> _Information provided_:
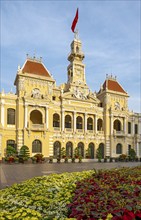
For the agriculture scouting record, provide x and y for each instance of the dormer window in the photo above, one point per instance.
(77, 49)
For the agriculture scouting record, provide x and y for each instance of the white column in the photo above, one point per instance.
(137, 149)
(111, 124)
(133, 127)
(74, 121)
(62, 120)
(95, 123)
(25, 115)
(2, 112)
(125, 125)
(47, 118)
(85, 122)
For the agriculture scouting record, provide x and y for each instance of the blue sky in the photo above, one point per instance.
(109, 30)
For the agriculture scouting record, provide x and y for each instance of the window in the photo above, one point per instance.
(91, 148)
(129, 127)
(79, 122)
(101, 149)
(99, 124)
(119, 149)
(67, 121)
(136, 129)
(117, 125)
(57, 149)
(56, 120)
(11, 143)
(36, 117)
(69, 149)
(89, 123)
(10, 116)
(129, 148)
(77, 49)
(81, 149)
(36, 146)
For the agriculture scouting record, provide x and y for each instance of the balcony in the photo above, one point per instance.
(37, 127)
(56, 128)
(68, 130)
(119, 133)
(79, 130)
(90, 131)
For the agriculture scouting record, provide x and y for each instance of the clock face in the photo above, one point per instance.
(117, 105)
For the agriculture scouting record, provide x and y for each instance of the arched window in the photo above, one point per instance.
(36, 146)
(89, 123)
(99, 124)
(129, 127)
(119, 149)
(10, 116)
(67, 121)
(117, 125)
(57, 149)
(11, 143)
(36, 117)
(69, 149)
(91, 149)
(80, 149)
(101, 149)
(79, 122)
(77, 49)
(56, 120)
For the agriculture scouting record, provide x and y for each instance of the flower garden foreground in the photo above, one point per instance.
(108, 194)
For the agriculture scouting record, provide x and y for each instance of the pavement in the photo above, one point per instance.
(16, 173)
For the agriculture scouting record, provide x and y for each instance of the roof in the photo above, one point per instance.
(113, 85)
(35, 67)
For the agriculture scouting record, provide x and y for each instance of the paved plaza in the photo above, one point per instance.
(16, 173)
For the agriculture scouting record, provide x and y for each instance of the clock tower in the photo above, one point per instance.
(76, 70)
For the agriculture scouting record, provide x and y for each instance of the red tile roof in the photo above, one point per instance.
(35, 67)
(113, 85)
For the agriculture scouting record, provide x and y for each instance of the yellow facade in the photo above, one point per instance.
(46, 117)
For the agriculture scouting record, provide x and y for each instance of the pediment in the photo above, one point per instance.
(81, 97)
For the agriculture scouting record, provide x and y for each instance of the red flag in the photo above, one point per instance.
(74, 21)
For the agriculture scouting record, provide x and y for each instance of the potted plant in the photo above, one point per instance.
(58, 159)
(39, 158)
(16, 159)
(132, 154)
(66, 159)
(122, 157)
(73, 159)
(34, 159)
(24, 154)
(50, 159)
(80, 159)
(99, 154)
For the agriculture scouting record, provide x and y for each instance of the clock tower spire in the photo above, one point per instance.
(76, 68)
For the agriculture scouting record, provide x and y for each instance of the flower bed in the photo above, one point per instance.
(41, 197)
(117, 192)
(109, 194)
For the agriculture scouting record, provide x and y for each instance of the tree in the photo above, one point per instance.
(132, 154)
(10, 151)
(24, 153)
(99, 154)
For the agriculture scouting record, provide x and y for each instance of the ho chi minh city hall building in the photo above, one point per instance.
(46, 117)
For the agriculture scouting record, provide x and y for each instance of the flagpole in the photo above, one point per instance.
(76, 34)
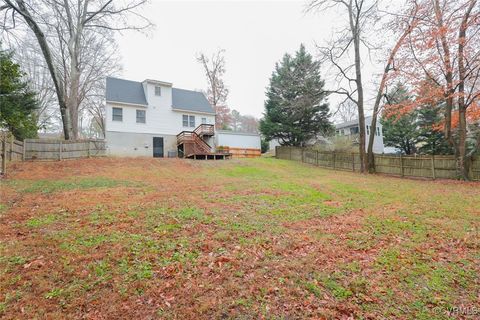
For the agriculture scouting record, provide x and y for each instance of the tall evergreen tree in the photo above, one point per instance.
(296, 110)
(17, 101)
(399, 127)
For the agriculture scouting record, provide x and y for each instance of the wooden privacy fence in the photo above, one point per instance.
(11, 150)
(433, 167)
(44, 149)
(241, 152)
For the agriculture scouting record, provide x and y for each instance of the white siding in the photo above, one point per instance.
(238, 140)
(160, 118)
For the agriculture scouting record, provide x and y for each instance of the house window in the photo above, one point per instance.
(117, 114)
(140, 116)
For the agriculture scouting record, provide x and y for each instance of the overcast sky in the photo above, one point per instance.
(254, 34)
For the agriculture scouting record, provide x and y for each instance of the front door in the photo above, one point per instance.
(157, 147)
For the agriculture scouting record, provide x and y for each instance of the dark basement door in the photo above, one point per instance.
(157, 147)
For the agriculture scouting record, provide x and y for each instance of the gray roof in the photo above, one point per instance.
(190, 100)
(126, 91)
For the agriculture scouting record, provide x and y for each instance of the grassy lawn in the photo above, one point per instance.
(258, 238)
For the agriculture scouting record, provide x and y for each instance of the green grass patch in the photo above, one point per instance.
(51, 186)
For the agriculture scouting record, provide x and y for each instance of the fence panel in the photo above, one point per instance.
(433, 167)
(42, 149)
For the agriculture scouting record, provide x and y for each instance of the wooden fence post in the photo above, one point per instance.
(433, 166)
(4, 157)
(401, 165)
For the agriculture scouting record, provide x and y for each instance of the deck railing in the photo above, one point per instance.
(205, 130)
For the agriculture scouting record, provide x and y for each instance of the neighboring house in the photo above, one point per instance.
(153, 119)
(144, 118)
(351, 130)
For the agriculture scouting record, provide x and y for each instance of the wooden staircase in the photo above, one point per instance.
(192, 144)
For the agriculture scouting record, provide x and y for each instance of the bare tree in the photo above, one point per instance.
(349, 42)
(64, 30)
(217, 92)
(405, 23)
(31, 60)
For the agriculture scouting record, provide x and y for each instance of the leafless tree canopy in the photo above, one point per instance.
(343, 53)
(76, 39)
(214, 67)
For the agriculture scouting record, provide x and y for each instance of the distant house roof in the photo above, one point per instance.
(347, 124)
(190, 101)
(126, 91)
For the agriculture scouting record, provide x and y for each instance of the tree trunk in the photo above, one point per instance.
(23, 11)
(376, 107)
(355, 29)
(462, 107)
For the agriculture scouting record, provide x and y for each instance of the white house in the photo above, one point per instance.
(351, 129)
(144, 118)
(153, 119)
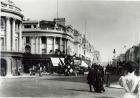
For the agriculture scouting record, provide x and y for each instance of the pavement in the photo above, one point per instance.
(53, 87)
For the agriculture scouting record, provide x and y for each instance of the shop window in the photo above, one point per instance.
(34, 26)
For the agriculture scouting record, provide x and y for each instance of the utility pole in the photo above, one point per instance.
(137, 38)
(57, 8)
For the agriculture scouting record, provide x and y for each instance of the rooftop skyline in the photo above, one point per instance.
(109, 24)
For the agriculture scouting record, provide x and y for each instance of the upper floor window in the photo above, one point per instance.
(27, 26)
(27, 40)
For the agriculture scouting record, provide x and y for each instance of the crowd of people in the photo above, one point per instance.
(95, 78)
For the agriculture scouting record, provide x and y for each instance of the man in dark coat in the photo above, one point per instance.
(91, 78)
(99, 79)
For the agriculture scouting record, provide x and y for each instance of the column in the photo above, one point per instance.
(13, 35)
(8, 34)
(32, 45)
(37, 45)
(61, 44)
(23, 43)
(66, 46)
(20, 37)
(46, 46)
(40, 45)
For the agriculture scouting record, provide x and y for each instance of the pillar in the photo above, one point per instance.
(13, 35)
(39, 48)
(54, 45)
(46, 46)
(37, 45)
(8, 34)
(20, 37)
(9, 70)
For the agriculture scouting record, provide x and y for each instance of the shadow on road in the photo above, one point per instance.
(106, 97)
(77, 90)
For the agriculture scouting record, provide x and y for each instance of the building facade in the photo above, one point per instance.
(10, 38)
(47, 38)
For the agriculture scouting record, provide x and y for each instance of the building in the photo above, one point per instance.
(46, 40)
(10, 38)
(84, 50)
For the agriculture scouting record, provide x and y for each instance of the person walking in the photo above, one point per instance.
(130, 82)
(91, 78)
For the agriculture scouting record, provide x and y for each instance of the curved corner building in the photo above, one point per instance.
(10, 38)
(45, 40)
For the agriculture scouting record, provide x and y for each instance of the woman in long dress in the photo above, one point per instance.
(130, 82)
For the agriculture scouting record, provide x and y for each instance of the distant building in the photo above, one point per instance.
(97, 57)
(10, 38)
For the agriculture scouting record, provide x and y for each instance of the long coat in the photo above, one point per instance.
(91, 76)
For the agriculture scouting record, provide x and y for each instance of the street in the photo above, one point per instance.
(50, 87)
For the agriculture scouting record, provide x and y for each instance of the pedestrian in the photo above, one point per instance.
(91, 78)
(130, 82)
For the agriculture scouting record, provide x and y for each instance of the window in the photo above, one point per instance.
(2, 43)
(43, 51)
(27, 26)
(34, 26)
(84, 52)
(43, 40)
(27, 40)
(3, 24)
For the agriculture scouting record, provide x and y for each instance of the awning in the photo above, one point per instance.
(83, 64)
(56, 61)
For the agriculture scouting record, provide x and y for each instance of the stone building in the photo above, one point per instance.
(10, 38)
(46, 40)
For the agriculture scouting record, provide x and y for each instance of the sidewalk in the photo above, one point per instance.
(115, 85)
(44, 76)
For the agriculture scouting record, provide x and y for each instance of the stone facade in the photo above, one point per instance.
(10, 38)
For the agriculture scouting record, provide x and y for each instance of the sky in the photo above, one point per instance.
(109, 24)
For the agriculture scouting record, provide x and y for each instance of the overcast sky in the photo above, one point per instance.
(109, 24)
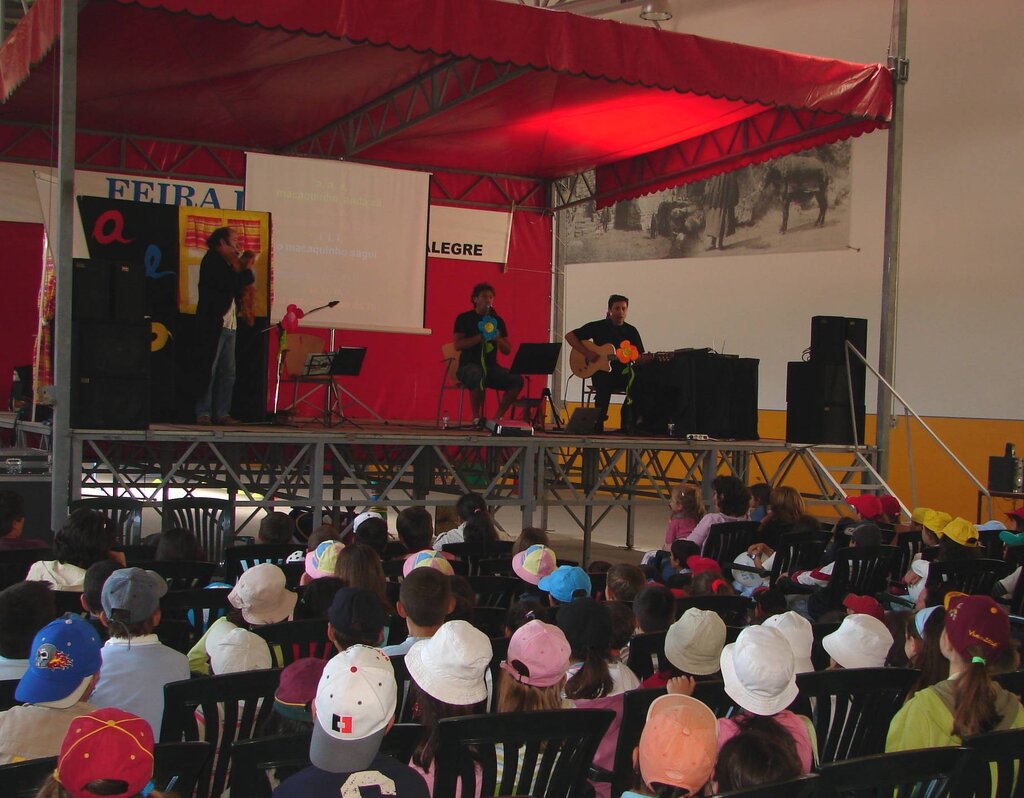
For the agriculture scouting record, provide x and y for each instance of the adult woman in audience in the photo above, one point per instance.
(259, 597)
(977, 631)
(85, 537)
(358, 565)
(593, 673)
(730, 502)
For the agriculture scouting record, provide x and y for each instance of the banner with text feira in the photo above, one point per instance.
(466, 234)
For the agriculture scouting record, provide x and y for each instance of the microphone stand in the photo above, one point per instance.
(282, 351)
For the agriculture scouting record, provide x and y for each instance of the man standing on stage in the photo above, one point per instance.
(612, 329)
(221, 280)
(479, 335)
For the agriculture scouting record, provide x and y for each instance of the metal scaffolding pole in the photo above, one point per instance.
(890, 267)
(62, 469)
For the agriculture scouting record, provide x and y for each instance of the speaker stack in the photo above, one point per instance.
(111, 336)
(818, 392)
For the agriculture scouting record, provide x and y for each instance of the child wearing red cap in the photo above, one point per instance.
(107, 752)
(977, 631)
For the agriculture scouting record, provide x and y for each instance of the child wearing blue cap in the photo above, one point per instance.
(64, 667)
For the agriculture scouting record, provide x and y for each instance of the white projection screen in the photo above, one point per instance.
(347, 232)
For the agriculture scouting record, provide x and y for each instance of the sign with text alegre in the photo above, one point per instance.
(466, 234)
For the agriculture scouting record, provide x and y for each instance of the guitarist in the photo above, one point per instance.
(610, 330)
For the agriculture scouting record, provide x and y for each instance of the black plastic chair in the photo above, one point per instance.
(1013, 681)
(861, 570)
(7, 700)
(734, 611)
(471, 554)
(233, 707)
(211, 520)
(728, 539)
(23, 780)
(176, 633)
(182, 763)
(635, 706)
(798, 551)
(14, 563)
(930, 772)
(976, 577)
(287, 754)
(293, 640)
(199, 607)
(124, 512)
(291, 557)
(182, 575)
(497, 591)
(647, 654)
(851, 709)
(998, 763)
(801, 787)
(546, 754)
(489, 620)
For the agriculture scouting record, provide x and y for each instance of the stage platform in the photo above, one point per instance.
(406, 463)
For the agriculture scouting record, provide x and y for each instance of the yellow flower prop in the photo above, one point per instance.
(628, 354)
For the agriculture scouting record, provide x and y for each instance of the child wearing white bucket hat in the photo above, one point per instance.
(759, 672)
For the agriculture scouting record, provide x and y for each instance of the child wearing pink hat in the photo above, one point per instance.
(976, 632)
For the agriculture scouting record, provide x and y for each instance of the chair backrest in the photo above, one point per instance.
(998, 766)
(232, 707)
(289, 556)
(182, 575)
(14, 563)
(124, 512)
(184, 763)
(293, 640)
(798, 551)
(646, 654)
(852, 709)
(801, 787)
(497, 591)
(7, 700)
(976, 577)
(252, 761)
(733, 610)
(23, 780)
(727, 539)
(211, 520)
(299, 346)
(450, 357)
(861, 570)
(199, 607)
(546, 754)
(931, 772)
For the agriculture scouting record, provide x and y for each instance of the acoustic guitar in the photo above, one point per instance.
(605, 357)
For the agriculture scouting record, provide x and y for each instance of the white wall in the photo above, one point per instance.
(961, 293)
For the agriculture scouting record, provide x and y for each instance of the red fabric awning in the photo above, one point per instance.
(453, 85)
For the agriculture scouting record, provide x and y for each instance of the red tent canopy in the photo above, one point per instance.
(450, 85)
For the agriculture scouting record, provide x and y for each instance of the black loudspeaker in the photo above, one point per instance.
(110, 375)
(818, 405)
(1006, 474)
(829, 334)
(111, 348)
(108, 291)
(110, 403)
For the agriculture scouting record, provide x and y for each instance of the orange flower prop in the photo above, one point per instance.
(627, 352)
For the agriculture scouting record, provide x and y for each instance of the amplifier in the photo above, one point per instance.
(1006, 474)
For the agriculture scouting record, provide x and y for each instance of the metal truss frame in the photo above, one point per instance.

> _What is needed_: Output the line containing "the black loudspeaker" together with all later lines of the entries, exactly as written, through the final line.

> _Expected answer_:
For the agriculture scouting record, provide x and y for each instance of the black loudspeaker in the photo above, one point per instance.
(110, 375)
(818, 405)
(1006, 474)
(829, 334)
(111, 348)
(108, 291)
(110, 403)
For the agriculture scouting record, provide x and y for each instance of the orange flower prop in the photo above, one point per instance.
(627, 352)
For the agriculture scouting record, provide x and y for each instance of the amplifier in the photo above, one point per instance.
(1006, 474)
For the agriculture scouting record, provide x and y for each instance of the metal truss frame in the photo above, one point per instance.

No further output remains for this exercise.